_ARTICLE_

● ● ● ● ● ● ●

# Thunderpantz' Homebrew



## thunderpantz

Well guys, after seeing all these threads popping up about 'homebrewing' i thought i'd give it a go myself! So after a few questions were asked to some fellow members on here, i ordered some bits and bobs and cracked on with it this afternoon!

After having a read of several threads on here, i started with 3 basic 'recipes' and intend to go from there until i find a wax which i find gives me the best performance. Enjoy 

My very basic staring ingredients:










And a photo of TP #1 on the hob:










TP #1 5 minutes after putting it in the vessel:










TP #1 10 minutes in:










A very quick curing time in my eyes, which i think will mean this may be a very hard wax. After this i didn't take many more photos as I got a bit too involved in being a mad scientist. But here are a few more;

TP #2 on the hob:










TP #2 in the container:










TP #3 in its container:










mmmmm honey:










And then the 3 of them left to set:









(yes i did put my finger in the third one!)

After just over an hours work, I have 3 waxes waiting and forming as we speak. Am looking forward to seeing the results and to see how i can further develop them 

Thanks for reading!

● ● ● ● ● ● ●

_EXCERPTED RECORDS_
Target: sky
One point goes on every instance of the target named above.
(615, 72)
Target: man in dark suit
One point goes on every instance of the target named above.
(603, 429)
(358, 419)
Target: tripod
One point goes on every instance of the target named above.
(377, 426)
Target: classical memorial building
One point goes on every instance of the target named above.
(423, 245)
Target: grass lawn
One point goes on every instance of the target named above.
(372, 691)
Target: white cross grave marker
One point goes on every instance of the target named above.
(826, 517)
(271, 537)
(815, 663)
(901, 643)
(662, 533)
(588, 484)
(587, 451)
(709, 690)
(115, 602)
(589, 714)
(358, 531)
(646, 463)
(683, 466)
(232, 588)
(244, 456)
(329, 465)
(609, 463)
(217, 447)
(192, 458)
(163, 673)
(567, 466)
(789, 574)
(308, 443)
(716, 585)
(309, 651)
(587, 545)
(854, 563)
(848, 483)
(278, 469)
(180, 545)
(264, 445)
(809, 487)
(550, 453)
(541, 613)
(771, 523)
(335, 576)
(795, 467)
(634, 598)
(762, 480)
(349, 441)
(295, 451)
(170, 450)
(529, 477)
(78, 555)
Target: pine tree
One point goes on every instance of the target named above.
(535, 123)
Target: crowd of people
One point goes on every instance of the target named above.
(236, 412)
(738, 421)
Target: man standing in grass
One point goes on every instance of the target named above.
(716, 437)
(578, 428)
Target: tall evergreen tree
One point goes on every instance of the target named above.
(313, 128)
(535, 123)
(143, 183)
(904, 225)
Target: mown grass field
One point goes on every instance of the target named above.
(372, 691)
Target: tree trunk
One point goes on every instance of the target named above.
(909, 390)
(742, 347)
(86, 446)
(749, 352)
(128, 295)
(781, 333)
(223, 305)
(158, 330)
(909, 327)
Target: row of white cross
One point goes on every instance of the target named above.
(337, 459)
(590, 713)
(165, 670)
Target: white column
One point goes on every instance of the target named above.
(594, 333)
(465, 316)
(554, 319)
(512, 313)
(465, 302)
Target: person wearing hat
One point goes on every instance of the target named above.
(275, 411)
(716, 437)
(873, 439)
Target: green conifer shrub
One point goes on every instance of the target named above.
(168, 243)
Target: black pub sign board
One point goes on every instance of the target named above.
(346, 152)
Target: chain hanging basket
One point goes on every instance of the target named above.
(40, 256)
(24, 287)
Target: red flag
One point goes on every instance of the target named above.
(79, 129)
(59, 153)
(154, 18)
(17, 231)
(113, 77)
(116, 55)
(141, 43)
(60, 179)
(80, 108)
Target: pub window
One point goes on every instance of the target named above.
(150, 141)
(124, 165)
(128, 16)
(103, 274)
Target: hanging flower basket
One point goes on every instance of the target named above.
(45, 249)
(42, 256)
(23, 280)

● ● ● ● ● ● ●

_PROBLEM DETAILS_
In the homebrew thread, how many basic recipes did the poster start with? Please answer in a few words.

_ANSWER_
Three basic recipes.